*REQUIRED WORK*: Reproduce verbatim the portion of the slurry processing passage below that begins with the words containing "In some cases, to" and ends with "for the slurry.".

*SELECTED TEXT*:
══════════
In some cases, to monitor a viscosity parameter of a slurry, an operator needs to take out the slurry from a slurry tank, and then detect the viscosity parameter of the slurry outside the slurry tank. The slurry is affected by an external environment outside the stirring tank, leading to low detection accuracy for the slurry.
In view of low detection accuracy for a slurry, this application proposes a slurry processing apparatus. The slurry processing apparatus includes a mixing assembly, a viscosity monitoring assembly, and a controller. The mixing assembly mixes a solute and a solvent, the viscosity monitoring assembly detects viscosity of a slurry in the mixing assembly, and the controller receives an electrical signal obtained by the viscosity monitoring assembly, and controls operation of the mixing assembly. The slurry processing apparatus in this application detects a viscosity parameter of the slurry in the slurry mixing assembly, and controls an operation status of the slurry mixing assembly through the controller. In this way, automatic control on the viscosity parameter of the slurry is implemented, improving control accuracy for the viscosity parameter of the slurry and avoiding impact of an external environment on a detection process.
The slurry processing apparatus in this application may be used in a battery processing device to control a slurry processing process in the battery processing device, so as to output a slurry that meets a preset viscosity parameter requirement to a preset device. The battery processing device in this application may be a device for implementing a single process such as coating, or may be a battery processing production line.
══════════
*ENTRIES SHOWN*:
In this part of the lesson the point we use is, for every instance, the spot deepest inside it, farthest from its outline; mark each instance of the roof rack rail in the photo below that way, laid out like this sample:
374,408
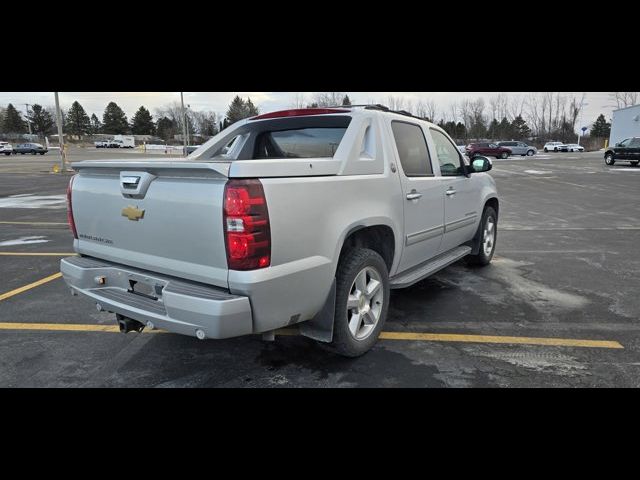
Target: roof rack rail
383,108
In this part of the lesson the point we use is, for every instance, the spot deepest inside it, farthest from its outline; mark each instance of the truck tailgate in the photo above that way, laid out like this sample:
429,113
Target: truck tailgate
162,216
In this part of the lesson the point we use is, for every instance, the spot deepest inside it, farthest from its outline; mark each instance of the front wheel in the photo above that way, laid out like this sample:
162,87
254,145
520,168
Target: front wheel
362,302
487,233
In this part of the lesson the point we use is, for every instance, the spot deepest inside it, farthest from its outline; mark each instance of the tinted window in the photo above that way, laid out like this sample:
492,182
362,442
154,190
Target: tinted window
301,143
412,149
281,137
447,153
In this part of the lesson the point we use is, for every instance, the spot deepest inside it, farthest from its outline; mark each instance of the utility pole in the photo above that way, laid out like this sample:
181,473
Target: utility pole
══════════
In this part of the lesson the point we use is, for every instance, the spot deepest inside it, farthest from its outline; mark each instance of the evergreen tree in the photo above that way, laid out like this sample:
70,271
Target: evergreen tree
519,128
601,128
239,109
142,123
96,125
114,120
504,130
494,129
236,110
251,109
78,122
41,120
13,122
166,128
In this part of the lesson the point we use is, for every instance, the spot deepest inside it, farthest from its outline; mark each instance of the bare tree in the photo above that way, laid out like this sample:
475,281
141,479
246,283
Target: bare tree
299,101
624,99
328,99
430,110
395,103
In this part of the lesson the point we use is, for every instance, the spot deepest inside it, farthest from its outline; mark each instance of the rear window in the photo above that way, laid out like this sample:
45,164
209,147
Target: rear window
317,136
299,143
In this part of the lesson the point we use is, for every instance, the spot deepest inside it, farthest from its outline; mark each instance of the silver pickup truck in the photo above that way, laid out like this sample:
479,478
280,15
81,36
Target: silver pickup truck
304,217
══════════
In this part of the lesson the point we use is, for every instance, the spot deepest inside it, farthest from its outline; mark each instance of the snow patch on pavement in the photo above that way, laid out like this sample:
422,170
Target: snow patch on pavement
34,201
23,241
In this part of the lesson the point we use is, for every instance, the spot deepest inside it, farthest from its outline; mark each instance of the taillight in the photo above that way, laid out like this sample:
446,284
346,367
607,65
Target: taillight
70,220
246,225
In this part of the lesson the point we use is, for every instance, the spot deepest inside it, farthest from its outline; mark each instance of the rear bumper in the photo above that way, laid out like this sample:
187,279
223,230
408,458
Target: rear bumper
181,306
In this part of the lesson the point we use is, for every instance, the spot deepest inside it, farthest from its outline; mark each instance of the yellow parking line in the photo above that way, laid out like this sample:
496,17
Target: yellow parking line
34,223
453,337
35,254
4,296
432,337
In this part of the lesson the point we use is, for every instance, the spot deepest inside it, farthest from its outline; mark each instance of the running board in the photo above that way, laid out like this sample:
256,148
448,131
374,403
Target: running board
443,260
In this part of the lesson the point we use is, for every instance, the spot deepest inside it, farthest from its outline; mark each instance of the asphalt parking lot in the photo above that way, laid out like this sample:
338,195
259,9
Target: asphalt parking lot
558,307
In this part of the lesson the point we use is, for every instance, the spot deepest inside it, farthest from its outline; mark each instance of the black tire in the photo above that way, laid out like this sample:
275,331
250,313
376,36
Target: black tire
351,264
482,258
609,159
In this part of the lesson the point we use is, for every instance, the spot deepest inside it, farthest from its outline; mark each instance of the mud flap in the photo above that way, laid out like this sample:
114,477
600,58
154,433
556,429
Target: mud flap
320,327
══════════
*WRITTEN RESPONSE*:
In some cases, to monitor a viscosity parameter of a slurry, an operator needs to take out the slurry from a slurry tank, and then detect the viscosity parameter of the slurry outside the slurry tank. The slurry is affected by an external environment outside the stirring tank, leading to low detection accuracy for the slurry.